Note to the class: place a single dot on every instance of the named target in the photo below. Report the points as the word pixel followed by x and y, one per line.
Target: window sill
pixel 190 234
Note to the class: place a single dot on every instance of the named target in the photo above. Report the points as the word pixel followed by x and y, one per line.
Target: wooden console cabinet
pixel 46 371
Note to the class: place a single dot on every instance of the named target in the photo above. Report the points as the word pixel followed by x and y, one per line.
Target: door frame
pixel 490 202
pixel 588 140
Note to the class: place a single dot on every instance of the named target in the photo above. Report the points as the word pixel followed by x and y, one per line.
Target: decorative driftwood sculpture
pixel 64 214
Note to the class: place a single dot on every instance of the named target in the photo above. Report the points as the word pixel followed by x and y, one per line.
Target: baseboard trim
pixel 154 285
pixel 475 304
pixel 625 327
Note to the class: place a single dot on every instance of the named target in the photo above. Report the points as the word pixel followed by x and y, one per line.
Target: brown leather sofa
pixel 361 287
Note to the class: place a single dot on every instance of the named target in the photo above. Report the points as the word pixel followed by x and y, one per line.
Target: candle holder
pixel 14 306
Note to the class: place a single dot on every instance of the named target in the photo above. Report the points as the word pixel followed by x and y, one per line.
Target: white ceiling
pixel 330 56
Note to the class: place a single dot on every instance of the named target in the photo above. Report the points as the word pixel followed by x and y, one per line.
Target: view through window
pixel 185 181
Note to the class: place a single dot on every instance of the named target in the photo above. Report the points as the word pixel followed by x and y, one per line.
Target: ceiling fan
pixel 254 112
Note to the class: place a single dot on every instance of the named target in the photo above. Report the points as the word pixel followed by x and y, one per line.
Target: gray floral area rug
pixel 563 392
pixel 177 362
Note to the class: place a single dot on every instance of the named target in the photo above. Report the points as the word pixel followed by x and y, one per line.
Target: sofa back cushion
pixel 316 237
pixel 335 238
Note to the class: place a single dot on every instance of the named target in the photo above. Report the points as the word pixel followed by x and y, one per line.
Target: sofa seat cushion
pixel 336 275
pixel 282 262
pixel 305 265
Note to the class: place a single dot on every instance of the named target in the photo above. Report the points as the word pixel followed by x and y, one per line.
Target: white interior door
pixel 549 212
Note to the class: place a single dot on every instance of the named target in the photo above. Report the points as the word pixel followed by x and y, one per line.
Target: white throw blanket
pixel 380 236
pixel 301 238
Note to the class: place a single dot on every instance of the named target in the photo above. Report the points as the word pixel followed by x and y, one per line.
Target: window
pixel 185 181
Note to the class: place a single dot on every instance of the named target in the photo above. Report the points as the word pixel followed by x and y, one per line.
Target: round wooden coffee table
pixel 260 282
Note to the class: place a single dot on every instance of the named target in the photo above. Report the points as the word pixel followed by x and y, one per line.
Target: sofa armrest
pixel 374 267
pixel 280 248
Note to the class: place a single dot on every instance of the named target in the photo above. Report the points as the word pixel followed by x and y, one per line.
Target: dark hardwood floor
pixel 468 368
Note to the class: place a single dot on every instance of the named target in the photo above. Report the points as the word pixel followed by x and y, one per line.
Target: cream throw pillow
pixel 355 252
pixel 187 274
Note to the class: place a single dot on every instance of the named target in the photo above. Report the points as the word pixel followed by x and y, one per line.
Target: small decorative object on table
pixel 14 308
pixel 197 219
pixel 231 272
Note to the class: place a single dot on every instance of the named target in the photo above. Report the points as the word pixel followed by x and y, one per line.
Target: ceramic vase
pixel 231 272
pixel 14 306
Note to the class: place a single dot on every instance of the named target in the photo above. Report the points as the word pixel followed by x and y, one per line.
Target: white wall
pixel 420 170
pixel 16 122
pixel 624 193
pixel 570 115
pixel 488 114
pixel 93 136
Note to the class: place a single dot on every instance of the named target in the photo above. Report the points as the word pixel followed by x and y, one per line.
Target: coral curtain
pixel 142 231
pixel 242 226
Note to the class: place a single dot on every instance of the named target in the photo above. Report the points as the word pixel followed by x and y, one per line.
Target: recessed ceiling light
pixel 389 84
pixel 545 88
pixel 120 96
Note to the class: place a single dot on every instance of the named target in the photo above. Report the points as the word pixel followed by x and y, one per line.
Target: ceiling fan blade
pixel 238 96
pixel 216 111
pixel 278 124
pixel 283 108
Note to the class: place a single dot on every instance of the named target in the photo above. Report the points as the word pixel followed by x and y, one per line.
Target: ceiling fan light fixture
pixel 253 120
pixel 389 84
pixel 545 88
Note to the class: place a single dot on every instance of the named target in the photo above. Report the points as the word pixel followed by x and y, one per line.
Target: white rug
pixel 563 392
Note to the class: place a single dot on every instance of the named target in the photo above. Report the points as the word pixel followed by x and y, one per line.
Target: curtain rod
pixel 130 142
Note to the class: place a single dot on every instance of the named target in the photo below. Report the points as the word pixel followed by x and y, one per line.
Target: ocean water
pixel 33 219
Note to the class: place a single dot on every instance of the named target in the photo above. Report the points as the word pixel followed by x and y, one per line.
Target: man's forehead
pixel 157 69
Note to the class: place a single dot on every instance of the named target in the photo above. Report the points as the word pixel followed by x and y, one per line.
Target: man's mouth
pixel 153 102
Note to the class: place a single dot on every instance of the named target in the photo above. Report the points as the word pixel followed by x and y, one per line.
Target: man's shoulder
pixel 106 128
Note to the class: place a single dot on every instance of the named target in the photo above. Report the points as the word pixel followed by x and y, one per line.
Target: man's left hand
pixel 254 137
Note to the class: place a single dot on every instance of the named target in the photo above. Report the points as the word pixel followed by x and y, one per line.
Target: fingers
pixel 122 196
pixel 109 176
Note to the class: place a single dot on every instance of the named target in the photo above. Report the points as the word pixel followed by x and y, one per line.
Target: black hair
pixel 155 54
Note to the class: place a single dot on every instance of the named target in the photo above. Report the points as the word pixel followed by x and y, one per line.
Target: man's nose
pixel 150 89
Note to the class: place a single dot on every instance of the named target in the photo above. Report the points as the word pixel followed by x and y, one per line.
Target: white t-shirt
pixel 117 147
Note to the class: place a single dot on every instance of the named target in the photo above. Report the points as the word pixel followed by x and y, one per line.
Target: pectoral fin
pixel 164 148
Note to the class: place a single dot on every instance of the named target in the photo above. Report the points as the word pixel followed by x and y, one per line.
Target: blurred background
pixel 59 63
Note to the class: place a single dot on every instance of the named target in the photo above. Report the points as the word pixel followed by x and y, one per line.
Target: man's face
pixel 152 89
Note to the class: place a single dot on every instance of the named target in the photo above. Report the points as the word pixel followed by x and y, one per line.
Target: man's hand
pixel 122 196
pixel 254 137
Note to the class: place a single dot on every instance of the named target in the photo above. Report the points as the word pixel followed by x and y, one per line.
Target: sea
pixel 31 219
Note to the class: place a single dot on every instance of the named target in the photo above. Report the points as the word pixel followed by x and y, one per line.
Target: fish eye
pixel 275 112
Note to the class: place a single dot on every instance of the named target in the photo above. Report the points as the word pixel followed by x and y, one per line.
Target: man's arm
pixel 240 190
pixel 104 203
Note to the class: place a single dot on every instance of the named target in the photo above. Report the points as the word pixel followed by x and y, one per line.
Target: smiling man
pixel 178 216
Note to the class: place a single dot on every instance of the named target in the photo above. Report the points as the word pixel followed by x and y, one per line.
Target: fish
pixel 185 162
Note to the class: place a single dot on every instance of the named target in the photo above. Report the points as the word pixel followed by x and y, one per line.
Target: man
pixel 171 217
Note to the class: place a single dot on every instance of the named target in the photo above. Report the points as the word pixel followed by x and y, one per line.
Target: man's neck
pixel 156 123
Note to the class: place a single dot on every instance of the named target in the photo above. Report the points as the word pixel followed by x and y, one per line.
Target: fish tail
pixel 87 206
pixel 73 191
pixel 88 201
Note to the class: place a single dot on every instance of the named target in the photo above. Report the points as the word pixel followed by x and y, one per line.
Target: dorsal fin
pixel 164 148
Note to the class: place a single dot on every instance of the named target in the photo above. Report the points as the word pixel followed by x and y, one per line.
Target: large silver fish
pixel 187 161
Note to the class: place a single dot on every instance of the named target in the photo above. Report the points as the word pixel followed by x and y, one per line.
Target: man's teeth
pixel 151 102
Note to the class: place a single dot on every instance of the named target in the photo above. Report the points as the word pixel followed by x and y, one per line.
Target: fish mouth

### WHAT TO WORK ON
From the line containing "Target: large silver fish" down to the last line of the records, transcribe every line exactly and add nothing else.

### SOLUTION TO THIS TASK
Target: large silver fish
pixel 187 161
Note to the class: place a single dot on every instance of the named target in the photo above. Report the points as the word pixel followed by x and y, one per line.
Target: man's teeth
pixel 151 102
Note to the class: place a single dot on every instance of the named target in the photo above. Report the points as the word pixel followed by x and y, one per line.
Target: fish mouth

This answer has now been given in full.